Start of DATA FOR THE TASK

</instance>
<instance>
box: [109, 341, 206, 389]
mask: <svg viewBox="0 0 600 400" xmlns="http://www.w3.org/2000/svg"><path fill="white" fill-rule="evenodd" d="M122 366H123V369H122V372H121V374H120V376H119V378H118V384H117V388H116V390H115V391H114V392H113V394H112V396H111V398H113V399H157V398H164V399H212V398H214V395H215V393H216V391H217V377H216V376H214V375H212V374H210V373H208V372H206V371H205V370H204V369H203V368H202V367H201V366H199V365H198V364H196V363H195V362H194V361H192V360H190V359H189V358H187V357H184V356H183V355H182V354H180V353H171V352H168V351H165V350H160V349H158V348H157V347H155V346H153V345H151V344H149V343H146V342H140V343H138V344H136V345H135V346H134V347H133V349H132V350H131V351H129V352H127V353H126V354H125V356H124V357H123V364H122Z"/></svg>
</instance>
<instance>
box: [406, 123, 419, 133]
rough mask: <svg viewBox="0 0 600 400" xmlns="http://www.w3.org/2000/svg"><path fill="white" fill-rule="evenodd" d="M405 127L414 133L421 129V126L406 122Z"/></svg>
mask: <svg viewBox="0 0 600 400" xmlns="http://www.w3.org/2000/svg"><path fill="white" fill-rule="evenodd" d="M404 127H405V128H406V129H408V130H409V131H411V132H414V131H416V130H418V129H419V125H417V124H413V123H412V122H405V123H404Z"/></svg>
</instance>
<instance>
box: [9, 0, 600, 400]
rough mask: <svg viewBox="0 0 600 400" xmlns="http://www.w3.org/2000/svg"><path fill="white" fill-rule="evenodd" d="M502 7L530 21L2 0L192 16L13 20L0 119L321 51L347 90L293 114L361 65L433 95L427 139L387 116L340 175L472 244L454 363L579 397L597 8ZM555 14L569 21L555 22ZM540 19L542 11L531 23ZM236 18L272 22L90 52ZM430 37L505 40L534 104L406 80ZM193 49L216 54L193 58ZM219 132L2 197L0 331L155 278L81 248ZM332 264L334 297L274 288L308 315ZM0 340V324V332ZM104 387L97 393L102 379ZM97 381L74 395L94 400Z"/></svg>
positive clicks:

End of DATA FOR THE TASK
Start of DATA FOR THE TASK

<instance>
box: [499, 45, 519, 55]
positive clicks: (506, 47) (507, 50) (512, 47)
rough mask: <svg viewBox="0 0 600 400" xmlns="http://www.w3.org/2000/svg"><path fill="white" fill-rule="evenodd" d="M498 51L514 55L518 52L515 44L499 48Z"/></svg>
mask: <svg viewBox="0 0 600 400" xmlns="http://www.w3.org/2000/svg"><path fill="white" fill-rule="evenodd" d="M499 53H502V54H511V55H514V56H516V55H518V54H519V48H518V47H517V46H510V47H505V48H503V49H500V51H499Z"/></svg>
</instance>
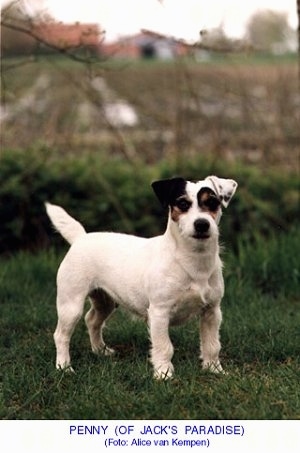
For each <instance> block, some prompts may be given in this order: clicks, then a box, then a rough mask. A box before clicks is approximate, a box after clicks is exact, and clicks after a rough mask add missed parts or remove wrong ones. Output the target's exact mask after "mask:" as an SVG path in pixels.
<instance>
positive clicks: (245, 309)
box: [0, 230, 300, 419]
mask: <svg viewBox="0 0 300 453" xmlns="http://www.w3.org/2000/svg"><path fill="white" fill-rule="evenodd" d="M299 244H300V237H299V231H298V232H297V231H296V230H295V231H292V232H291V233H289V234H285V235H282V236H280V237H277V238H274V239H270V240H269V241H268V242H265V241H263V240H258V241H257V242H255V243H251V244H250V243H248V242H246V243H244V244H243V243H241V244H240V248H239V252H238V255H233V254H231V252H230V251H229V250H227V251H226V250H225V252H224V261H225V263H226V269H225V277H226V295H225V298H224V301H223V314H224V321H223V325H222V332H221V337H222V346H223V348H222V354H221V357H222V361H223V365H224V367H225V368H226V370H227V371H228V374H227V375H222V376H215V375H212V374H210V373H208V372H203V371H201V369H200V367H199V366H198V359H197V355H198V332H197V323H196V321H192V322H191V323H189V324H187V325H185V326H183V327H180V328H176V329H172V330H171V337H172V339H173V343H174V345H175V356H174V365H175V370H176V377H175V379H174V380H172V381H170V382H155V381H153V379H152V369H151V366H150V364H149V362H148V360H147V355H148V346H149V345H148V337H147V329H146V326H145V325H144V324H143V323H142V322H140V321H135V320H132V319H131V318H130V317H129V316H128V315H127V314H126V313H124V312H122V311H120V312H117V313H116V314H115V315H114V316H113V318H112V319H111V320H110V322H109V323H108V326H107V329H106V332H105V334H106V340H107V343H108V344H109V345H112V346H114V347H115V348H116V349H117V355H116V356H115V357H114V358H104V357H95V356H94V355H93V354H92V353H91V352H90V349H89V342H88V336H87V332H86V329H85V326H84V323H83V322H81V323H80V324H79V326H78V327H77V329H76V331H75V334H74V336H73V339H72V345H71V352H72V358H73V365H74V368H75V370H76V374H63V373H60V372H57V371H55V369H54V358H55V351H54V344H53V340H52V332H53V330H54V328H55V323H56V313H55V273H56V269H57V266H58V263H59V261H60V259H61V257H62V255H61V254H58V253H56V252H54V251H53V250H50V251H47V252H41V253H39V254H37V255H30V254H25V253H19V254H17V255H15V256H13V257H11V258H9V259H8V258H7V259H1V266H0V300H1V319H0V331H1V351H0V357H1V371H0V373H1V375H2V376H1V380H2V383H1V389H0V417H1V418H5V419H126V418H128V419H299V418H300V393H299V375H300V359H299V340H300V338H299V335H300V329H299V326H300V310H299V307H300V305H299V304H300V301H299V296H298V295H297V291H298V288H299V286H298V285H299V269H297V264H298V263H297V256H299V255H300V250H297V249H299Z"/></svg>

End of DATA FOR THE TASK

EXERCISE GOAL: Copy out every line in the items above that contains the word "clicks".

ANSWER TO THIS TASK:
positive clicks:
positive clicks: (506, 47) (507, 50) (512, 47)
For each <instance> block, some prompts may be given in this order: clicks, then a box, then a rough mask. A box before clicks is approximate, a box after clicks is exact, and clicks after a rough mask add missed parts or remove wrong ones. Output the target's exact mask after "mask:" as an SVG path in pixels.
positive clicks: (245, 309)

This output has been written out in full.